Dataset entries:
^^^^^^^^^^^^^^^^
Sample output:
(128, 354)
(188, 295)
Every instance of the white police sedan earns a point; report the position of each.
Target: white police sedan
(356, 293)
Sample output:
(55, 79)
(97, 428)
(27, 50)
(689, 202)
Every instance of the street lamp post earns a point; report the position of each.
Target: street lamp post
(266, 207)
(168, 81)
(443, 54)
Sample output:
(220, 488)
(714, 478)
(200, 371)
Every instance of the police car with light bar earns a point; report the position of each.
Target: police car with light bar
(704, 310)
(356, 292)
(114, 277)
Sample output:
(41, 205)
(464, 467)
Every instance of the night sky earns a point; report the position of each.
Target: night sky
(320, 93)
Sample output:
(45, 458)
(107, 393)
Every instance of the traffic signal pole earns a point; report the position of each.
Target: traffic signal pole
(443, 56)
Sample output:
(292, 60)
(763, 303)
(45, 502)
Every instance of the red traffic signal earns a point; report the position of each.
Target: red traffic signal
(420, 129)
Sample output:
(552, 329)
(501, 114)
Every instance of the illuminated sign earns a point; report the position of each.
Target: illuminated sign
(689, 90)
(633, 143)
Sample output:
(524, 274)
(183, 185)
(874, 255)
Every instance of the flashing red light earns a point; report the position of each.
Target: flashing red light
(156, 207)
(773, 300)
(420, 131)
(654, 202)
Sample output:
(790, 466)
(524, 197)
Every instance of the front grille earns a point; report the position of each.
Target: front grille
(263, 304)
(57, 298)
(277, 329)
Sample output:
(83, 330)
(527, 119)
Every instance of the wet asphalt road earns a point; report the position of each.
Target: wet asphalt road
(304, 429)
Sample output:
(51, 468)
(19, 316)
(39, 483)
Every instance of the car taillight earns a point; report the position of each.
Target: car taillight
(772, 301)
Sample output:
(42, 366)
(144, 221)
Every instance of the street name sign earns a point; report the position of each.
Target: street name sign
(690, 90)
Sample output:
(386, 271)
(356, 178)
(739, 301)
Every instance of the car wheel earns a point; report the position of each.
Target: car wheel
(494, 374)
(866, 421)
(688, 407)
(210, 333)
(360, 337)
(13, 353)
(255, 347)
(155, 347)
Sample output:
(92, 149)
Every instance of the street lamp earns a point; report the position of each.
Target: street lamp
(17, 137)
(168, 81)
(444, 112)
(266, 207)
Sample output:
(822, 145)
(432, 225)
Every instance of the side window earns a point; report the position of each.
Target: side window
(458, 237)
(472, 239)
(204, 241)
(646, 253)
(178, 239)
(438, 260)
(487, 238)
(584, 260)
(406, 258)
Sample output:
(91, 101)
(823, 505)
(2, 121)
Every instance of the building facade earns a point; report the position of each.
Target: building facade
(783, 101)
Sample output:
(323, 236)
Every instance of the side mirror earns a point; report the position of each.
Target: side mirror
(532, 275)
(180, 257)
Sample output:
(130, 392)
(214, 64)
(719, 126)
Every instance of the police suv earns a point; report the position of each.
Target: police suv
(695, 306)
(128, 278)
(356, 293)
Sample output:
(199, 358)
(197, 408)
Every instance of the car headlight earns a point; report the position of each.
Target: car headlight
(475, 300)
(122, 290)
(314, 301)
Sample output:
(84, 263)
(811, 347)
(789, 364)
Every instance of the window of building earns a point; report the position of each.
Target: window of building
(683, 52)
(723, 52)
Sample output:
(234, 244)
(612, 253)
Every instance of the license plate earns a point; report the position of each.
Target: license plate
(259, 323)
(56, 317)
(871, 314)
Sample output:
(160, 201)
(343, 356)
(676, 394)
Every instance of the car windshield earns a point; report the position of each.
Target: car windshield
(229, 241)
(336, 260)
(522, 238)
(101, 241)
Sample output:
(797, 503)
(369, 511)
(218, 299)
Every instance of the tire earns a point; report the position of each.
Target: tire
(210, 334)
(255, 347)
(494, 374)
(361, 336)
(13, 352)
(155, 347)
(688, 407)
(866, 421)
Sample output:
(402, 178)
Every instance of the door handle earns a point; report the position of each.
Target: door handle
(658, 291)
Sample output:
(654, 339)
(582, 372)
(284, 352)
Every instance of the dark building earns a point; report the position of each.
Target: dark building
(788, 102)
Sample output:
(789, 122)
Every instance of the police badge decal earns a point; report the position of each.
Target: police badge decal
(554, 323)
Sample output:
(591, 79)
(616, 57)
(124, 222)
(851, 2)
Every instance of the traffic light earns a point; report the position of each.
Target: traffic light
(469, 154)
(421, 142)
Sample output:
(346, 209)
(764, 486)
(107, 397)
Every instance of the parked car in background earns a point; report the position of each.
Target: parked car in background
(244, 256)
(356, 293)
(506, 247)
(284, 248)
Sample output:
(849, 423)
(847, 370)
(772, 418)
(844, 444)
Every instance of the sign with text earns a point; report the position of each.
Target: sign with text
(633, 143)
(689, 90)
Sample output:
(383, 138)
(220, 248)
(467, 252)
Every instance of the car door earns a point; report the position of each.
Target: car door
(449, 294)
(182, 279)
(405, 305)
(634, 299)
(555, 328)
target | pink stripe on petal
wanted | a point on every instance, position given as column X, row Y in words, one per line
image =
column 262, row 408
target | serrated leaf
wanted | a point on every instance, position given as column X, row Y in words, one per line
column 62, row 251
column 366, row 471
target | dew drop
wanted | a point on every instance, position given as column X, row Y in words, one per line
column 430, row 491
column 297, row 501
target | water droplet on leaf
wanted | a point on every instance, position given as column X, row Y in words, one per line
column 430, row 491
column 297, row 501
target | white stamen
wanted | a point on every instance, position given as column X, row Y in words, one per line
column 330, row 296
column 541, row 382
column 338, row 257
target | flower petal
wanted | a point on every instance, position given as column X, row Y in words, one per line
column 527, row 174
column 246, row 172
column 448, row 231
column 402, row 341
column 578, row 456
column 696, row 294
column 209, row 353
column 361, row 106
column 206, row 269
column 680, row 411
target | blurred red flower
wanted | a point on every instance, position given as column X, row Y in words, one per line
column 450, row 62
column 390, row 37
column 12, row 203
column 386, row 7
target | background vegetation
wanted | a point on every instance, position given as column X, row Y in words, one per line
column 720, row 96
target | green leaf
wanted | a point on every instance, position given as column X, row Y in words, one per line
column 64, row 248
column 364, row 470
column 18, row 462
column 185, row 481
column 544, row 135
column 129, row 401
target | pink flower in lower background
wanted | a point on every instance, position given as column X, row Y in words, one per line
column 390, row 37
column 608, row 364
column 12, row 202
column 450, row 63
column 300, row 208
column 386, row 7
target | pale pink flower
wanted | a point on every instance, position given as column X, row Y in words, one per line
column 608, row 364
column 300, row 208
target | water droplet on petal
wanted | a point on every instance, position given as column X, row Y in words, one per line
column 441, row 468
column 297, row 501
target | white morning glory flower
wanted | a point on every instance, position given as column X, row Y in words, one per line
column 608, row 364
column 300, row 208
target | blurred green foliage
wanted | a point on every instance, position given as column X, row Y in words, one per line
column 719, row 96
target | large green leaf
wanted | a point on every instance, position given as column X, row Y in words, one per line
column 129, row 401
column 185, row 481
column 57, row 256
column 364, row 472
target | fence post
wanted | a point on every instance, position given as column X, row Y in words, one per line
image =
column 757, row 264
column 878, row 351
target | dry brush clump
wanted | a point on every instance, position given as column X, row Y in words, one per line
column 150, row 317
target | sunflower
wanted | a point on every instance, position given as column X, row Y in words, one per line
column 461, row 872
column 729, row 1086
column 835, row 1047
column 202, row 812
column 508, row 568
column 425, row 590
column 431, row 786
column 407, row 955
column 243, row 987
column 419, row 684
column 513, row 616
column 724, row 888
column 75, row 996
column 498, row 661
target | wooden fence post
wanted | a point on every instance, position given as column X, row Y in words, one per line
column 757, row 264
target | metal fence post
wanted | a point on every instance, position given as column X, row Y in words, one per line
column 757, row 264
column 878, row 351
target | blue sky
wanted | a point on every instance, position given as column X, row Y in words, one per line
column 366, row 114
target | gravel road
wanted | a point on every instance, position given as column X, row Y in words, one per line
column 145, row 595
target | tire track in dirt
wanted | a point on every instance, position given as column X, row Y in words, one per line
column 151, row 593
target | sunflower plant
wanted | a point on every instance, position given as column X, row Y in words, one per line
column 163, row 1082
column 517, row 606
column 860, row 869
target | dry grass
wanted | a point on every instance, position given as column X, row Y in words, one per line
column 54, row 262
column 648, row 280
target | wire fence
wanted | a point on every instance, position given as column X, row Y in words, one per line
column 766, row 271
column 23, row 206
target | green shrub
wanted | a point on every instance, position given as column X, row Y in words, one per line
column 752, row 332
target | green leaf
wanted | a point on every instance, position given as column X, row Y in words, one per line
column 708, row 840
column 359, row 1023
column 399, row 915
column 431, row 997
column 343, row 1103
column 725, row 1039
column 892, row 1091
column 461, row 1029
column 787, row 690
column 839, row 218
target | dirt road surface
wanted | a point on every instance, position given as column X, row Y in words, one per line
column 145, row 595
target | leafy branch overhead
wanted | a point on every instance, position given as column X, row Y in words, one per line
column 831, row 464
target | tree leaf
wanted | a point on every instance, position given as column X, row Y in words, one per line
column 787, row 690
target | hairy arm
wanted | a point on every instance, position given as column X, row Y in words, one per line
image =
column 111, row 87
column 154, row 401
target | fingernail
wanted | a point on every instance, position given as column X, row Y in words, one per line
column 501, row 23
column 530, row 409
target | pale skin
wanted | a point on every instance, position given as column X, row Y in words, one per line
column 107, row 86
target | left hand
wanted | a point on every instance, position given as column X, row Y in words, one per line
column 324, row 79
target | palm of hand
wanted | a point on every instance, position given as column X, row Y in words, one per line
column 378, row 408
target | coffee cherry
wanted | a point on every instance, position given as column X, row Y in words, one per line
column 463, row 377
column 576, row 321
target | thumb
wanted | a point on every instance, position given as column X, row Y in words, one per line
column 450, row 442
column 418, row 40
^^^^^^^^^^^^^^^^
WHAT THIS TASK INVOLVES -> Transcribe each line of the data above, unaltered, from the one where "target | metal fence post" appears to the one where "target | dry grass" appears, inclusive of both.

THE COMPLETED TASK ->
target | metal fence post
wanted | a point on every instance, position given as column X, row Y in words, one per line
column 757, row 264
column 878, row 351
target | blue sky
wanted | a point on every instance, position given as column X, row Y in words, one per line
column 366, row 114
target | gravel road
wanted | a point on every instance, position given as column X, row Y in words, one per line
column 145, row 595
target | tire track in dirt
wanted | a point on every instance, position given as column X, row Y in words, one per line
column 151, row 593
target | sunflower plant
wanted | a point on every instance, position given as column X, row Y in words, one per line
column 163, row 1082
column 517, row 606
column 860, row 869
target | dry grass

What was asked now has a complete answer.